◆ WHAT YOU NEED TO DO
Output the line that contains "box: [245, 58, 344, 176]" and every line after it to the end of the entries, with nothing added or left out.

:: SOURCE DATA ::

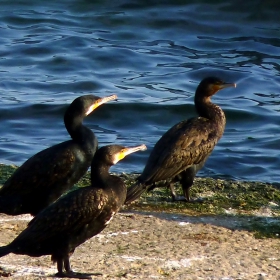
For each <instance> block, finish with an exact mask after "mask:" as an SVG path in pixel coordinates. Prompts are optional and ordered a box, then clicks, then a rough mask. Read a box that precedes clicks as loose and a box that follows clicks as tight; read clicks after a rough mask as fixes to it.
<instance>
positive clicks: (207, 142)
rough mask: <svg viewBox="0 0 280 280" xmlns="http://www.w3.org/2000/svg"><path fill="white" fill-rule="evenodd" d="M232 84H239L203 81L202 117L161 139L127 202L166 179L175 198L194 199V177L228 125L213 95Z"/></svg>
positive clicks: (194, 98) (207, 79)
mask: <svg viewBox="0 0 280 280" xmlns="http://www.w3.org/2000/svg"><path fill="white" fill-rule="evenodd" d="M232 86H233V87H235V86H236V85H235V84H232V83H225V82H223V81H221V80H220V79H219V78H215V77H208V78H205V79H203V80H202V81H201V82H200V84H199V85H198V87H197V90H196V93H195V98H194V103H195V108H196V111H197V113H198V115H199V117H196V118H191V119H189V120H184V121H181V122H180V123H178V124H176V125H175V126H173V127H172V128H170V129H169V130H168V131H167V132H166V133H165V134H164V135H163V136H162V137H161V138H160V139H159V141H158V142H157V143H156V145H155V146H154V148H153V150H152V152H151V154H150V156H149V158H148V162H147V164H146V166H145V168H144V170H143V172H142V174H141V175H140V176H139V177H138V178H137V182H136V184H134V185H133V186H132V187H130V188H129V189H128V191H127V198H126V202H125V203H126V204H129V203H131V202H133V201H134V200H136V199H138V198H139V197H140V196H141V194H142V193H144V192H145V191H150V190H152V189H154V188H155V187H157V186H156V183H157V182H160V181H163V180H166V181H167V183H168V184H169V187H170V190H171V193H172V198H173V200H185V201H190V195H189V189H190V187H191V186H192V184H193V180H194V177H195V175H196V173H197V171H198V170H199V169H200V168H201V167H202V166H203V165H204V163H205V161H206V160H207V158H208V157H209V155H210V154H211V152H212V151H213V149H214V147H215V145H216V144H217V142H218V141H219V139H220V138H221V137H222V135H223V133H224V129H225V124H226V118H225V114H224V112H223V110H222V109H221V108H220V107H219V106H217V105H216V104H213V103H212V102H211V97H212V96H213V95H214V94H215V93H217V92H218V91H219V90H221V89H224V88H227V87H232ZM176 181H179V182H180V183H181V185H182V189H183V195H184V197H183V199H181V198H179V197H177V196H176V193H175V190H174V183H175V182H176Z"/></svg>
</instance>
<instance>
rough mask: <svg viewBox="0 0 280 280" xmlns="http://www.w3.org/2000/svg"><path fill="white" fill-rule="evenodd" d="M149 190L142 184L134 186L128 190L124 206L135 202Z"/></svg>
mask: <svg viewBox="0 0 280 280" xmlns="http://www.w3.org/2000/svg"><path fill="white" fill-rule="evenodd" d="M146 189H147V186H146V185H145V184H142V183H139V182H137V183H135V184H134V185H133V186H131V187H130V188H128V189H127V195H126V200H125V203H124V204H130V203H131V202H133V201H134V200H136V199H138V198H139V197H140V196H141V195H142V194H143V193H144V192H145V191H146Z"/></svg>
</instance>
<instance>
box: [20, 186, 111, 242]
mask: <svg viewBox="0 0 280 280" xmlns="http://www.w3.org/2000/svg"><path fill="white" fill-rule="evenodd" d="M107 201H108V195H107V194H105V193H104V191H103V190H102V189H93V188H91V187H85V188H81V189H78V190H76V191H73V192H71V193H69V194H68V195H66V196H64V197H62V198H61V199H59V200H58V201H56V202H55V203H53V204H52V205H50V206H49V207H47V208H45V209H44V210H43V211H41V212H40V213H39V214H38V215H37V216H35V217H34V219H33V220H31V221H30V223H29V224H28V227H27V228H26V229H25V230H24V231H23V232H22V233H21V234H20V235H19V236H18V237H17V238H16V239H15V240H16V242H18V241H20V242H28V241H31V242H42V241H44V240H47V239H51V238H52V237H53V236H57V235H60V236H61V235H65V236H67V233H68V232H69V231H70V232H75V231H76V230H79V229H80V228H81V227H82V226H84V225H85V224H87V223H89V222H90V221H93V220H94V219H96V218H97V217H98V216H99V215H100V213H101V212H102V210H103V208H104V205H106V203H107Z"/></svg>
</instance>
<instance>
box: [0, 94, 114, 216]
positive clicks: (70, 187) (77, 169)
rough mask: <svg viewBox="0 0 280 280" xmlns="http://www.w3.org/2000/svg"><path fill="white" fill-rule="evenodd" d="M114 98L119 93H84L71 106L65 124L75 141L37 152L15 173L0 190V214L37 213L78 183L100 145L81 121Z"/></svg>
mask: <svg viewBox="0 0 280 280" xmlns="http://www.w3.org/2000/svg"><path fill="white" fill-rule="evenodd" d="M113 99H116V95H111V96H109V97H105V98H100V97H97V96H94V95H85V96H81V97H78V98H76V99H75V100H74V101H73V102H72V103H71V104H70V105H69V107H68V108H67V110H66V112H65V115H64V123H65V127H66V129H67V131H68V133H69V134H70V136H71V138H72V140H69V141H66V142H62V143H60V144H57V145H55V146H52V147H50V148H47V149H45V150H43V151H41V152H39V153H37V154H35V155H34V156H32V157H31V158H29V159H28V160H27V161H26V162H25V163H24V164H23V165H22V166H20V167H19V168H18V169H17V170H16V171H15V172H14V173H13V175H12V176H11V177H10V178H9V179H8V180H7V181H6V183H5V184H4V185H3V187H2V188H1V189H0V213H6V214H8V215H19V214H24V213H30V214H32V215H36V214H37V213H39V212H40V211H41V210H42V209H44V208H45V207H47V206H48V205H49V204H51V203H52V202H54V201H55V200H57V199H58V198H59V197H60V196H61V195H62V194H63V193H64V192H65V191H66V190H68V189H70V188H71V187H72V186H73V185H74V184H75V183H76V182H78V180H79V179H80V178H81V177H82V176H83V175H84V174H85V173H86V171H87V170H88V168H89V166H90V164H91V160H92V158H93V156H94V154H95V151H96V149H97V145H98V142H97V138H96V137H95V135H94V133H93V132H92V131H91V130H90V129H89V128H87V127H86V126H84V125H83V124H82V121H83V119H84V117H85V116H87V115H88V114H90V113H91V112H92V111H93V110H94V109H95V108H97V107H98V106H99V105H101V104H103V103H105V102H107V101H109V100H113Z"/></svg>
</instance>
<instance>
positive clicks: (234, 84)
mask: <svg viewBox="0 0 280 280" xmlns="http://www.w3.org/2000/svg"><path fill="white" fill-rule="evenodd" d="M227 87H235V88H236V84H235V83H223V84H221V85H220V89H224V88H227Z"/></svg>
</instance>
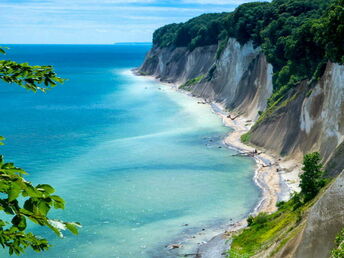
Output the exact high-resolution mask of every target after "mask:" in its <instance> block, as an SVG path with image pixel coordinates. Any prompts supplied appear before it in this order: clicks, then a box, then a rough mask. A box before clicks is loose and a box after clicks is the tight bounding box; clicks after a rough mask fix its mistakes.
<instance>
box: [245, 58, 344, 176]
mask: <svg viewBox="0 0 344 258" xmlns="http://www.w3.org/2000/svg"><path fill="white" fill-rule="evenodd" d="M343 111H344V66H340V65H338V64H332V63H328V64H327V67H326V70H325V73H324V75H323V76H322V78H321V79H320V80H319V81H318V82H317V83H316V84H315V85H308V84H307V82H303V83H302V84H301V85H299V86H298V87H297V90H296V92H295V93H294V95H293V97H291V100H290V101H289V102H288V103H287V104H286V105H284V106H283V107H281V108H279V109H278V110H276V111H275V112H274V113H273V114H272V115H270V116H269V117H267V118H266V119H264V120H263V121H262V122H261V123H259V124H258V125H257V126H256V127H254V129H253V130H252V136H251V142H252V143H253V144H255V145H258V146H262V147H265V148H268V149H271V150H273V151H276V152H278V153H280V154H282V155H293V156H295V157H297V158H301V157H302V155H303V154H304V153H307V152H311V151H320V153H321V154H322V156H323V157H324V160H325V161H330V160H331V158H335V155H334V153H335V150H336V148H337V147H338V146H339V145H340V144H341V143H342V141H343V139H344V138H343V137H344V113H343ZM329 169H330V170H331V171H332V169H331V168H329ZM341 169H343V167H342V168H341ZM341 169H340V168H339V169H337V170H336V172H333V171H332V173H335V174H338V173H339V172H340V171H341Z"/></svg>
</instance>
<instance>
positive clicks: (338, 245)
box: [331, 228, 344, 258]
mask: <svg viewBox="0 0 344 258" xmlns="http://www.w3.org/2000/svg"><path fill="white" fill-rule="evenodd" d="M335 244H336V247H335V248H334V249H333V250H332V252H331V258H343V257H344V228H343V229H342V230H341V231H340V232H339V233H338V235H337V237H336V241H335Z"/></svg>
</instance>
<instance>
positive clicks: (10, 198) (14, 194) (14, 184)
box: [8, 184, 21, 202]
mask: <svg viewBox="0 0 344 258" xmlns="http://www.w3.org/2000/svg"><path fill="white" fill-rule="evenodd" d="M20 192H21V189H20V187H19V186H18V185H17V184H12V187H11V188H10V190H9V192H8V201H9V202H12V201H14V200H15V199H17V198H18V196H19V194H20Z"/></svg>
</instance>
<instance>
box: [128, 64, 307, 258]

:::

◆ EXERCISE OUTPUT
box: [245, 58, 344, 176]
mask: <svg viewBox="0 0 344 258" xmlns="http://www.w3.org/2000/svg"><path fill="white" fill-rule="evenodd" d="M343 111H344V66H340V65H338V64H332V63H328V64H327V67H326V70H325V73H324V75H323V76H322V78H321V79H320V80H319V81H318V82H317V83H316V84H315V85H308V84H307V82H303V83H302V84H301V85H299V86H298V87H297V90H296V92H295V93H294V95H293V97H291V100H290V101H289V102H288V103H287V104H286V105H284V106H283V107H281V108H279V109H278V110H276V111H275V112H274V113H273V114H272V115H270V116H269V117H267V118H266V119H264V120H263V121H262V122H261V123H259V124H258V125H257V126H256V127H254V129H253V130H252V136H251V142H252V143H253V144H255V145H258V146H262V147H265V148H268V149H271V150H273V151H276V152H278V153H280V154H282V155H293V156H295V157H297V158H301V157H302V155H303V154H304V153H307V152H311V151H320V153H321V154H322V156H323V157H324V160H325V161H330V160H331V158H335V155H334V153H335V150H336V148H337V147H338V146H339V145H340V144H341V143H342V141H343V139H344V138H343V137H344V113H343ZM329 169H330V170H331V171H332V169H331V168H329ZM341 169H343V167H342V168H341ZM341 169H340V168H339V169H337V170H336V172H333V171H332V173H335V174H338V173H339V172H340V171H341Z"/></svg>
</instance>
<instance>
positive clicks: (338, 245)
box: [331, 228, 344, 258]
mask: <svg viewBox="0 0 344 258" xmlns="http://www.w3.org/2000/svg"><path fill="white" fill-rule="evenodd" d="M335 244H336V247H335V248H334V249H333V250H332V252H331V258H343V257H344V228H343V229H342V230H341V231H340V232H339V233H338V235H337V237H336V241H335Z"/></svg>
</instance>
<instance>
positive clicks: (10, 198) (14, 194) (14, 184)
box: [8, 184, 21, 202]
mask: <svg viewBox="0 0 344 258" xmlns="http://www.w3.org/2000/svg"><path fill="white" fill-rule="evenodd" d="M20 192H21V189H20V187H19V186H18V185H17V184H12V187H11V188H10V190H9V192H8V201H9V202H12V201H14V200H15V199H17V198H18V196H19V194H20Z"/></svg>
</instance>
<instance>
box: [128, 64, 307, 258]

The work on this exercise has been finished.